• [Prompt] Locate every line in the data below that contains the word "flower", and copy each one.

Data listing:

★ ★ ★ ★ ★ ★ ★

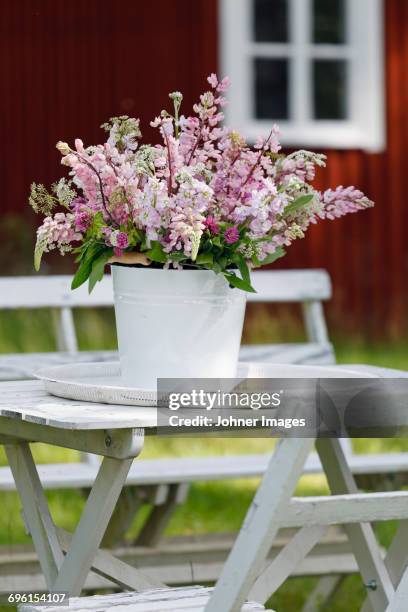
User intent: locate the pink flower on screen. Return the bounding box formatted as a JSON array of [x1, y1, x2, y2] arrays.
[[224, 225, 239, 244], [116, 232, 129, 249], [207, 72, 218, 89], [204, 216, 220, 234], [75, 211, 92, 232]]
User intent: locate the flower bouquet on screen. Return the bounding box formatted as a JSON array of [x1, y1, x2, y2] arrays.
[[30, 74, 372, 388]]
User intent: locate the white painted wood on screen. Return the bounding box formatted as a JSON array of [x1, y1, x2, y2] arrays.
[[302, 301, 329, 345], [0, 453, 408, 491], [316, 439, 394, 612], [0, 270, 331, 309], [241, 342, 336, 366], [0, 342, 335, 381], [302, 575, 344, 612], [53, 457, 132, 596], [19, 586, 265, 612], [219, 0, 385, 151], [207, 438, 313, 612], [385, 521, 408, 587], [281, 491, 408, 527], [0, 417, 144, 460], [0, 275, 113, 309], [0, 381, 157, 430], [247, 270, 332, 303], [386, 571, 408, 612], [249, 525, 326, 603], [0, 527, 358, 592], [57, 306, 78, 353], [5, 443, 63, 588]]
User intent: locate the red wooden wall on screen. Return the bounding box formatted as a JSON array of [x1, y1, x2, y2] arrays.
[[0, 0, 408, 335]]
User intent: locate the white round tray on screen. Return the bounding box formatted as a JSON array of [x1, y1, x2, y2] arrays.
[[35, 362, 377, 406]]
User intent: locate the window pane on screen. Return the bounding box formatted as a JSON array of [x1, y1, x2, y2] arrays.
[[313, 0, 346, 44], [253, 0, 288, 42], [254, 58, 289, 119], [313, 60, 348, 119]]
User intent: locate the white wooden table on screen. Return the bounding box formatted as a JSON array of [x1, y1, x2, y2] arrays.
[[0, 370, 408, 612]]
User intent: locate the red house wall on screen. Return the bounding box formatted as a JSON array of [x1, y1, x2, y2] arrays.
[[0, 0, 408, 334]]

★ ★ ★ ★ ★ ★ ★

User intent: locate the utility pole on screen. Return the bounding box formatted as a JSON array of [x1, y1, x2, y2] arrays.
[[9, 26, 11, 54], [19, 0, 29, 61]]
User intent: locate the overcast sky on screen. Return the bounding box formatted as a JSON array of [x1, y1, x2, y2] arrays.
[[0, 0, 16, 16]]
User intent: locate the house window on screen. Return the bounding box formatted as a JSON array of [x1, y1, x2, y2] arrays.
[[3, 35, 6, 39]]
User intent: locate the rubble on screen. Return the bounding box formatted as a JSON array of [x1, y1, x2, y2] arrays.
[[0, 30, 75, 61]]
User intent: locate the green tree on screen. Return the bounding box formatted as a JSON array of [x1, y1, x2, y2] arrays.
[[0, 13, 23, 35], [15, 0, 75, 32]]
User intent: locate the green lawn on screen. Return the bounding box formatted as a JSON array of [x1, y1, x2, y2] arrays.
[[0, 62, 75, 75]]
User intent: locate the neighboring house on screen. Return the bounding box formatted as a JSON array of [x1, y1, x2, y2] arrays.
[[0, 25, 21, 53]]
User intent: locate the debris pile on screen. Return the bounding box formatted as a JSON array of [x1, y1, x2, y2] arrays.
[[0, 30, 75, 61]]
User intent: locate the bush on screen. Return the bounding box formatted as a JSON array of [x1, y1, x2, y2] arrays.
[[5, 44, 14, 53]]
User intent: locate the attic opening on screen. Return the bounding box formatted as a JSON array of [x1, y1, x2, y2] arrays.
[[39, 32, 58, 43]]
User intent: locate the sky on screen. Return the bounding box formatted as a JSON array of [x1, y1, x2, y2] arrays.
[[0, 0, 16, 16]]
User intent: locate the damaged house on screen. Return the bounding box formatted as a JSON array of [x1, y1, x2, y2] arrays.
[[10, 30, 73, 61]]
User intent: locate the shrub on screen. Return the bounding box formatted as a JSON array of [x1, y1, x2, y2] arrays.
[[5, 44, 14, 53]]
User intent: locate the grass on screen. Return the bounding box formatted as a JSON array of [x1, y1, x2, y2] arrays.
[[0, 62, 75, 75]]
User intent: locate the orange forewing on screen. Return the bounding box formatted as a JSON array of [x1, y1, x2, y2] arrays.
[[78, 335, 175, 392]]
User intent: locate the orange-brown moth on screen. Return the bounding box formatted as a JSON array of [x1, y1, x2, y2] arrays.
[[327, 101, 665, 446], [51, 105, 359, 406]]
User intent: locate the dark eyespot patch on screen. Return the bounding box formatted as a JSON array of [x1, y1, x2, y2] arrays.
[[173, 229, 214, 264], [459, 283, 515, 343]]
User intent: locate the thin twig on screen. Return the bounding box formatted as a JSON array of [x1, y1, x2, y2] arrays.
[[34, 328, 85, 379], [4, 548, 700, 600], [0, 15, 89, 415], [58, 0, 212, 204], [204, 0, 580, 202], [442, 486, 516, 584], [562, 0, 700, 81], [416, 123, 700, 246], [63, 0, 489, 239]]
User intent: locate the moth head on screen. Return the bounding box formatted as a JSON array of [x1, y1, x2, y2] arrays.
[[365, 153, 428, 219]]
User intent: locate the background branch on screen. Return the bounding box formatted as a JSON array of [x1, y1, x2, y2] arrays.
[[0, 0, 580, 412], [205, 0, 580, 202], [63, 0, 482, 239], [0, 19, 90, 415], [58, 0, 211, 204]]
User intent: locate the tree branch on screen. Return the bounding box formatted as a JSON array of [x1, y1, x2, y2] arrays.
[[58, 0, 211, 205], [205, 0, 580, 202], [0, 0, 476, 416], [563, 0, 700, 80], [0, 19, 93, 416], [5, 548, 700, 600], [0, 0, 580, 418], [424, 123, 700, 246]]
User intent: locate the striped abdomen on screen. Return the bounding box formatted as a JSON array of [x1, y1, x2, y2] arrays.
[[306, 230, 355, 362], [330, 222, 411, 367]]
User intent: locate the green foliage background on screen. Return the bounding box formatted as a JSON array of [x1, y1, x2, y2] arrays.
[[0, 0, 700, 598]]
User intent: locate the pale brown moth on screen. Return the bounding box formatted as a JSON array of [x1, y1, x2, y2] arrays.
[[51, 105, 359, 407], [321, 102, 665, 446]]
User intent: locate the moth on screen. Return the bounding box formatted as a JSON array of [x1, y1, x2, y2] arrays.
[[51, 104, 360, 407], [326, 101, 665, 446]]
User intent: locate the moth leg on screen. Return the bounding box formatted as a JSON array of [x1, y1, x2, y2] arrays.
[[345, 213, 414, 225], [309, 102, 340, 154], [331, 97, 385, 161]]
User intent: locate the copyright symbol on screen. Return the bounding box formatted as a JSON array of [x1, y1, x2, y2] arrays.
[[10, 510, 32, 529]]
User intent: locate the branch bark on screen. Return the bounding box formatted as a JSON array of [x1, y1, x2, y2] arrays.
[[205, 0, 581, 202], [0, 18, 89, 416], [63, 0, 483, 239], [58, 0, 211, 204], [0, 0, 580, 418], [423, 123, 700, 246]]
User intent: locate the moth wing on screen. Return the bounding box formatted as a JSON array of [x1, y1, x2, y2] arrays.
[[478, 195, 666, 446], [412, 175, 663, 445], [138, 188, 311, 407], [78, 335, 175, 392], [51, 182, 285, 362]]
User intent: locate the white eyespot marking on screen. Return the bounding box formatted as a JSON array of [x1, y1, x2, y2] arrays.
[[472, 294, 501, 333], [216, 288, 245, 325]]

★ ★ ★ ★ ★ ★ ★

• [Answer in full]
User intent: locate the pink flower on screen. Return the bounding box formatted as a JSON array of [x1, y1, x2, y2] arrays.
User intent: locate the flower bouquet on screen. Return the bounding box formatted as a JSON array of [x1, y1, x2, y2] arrays.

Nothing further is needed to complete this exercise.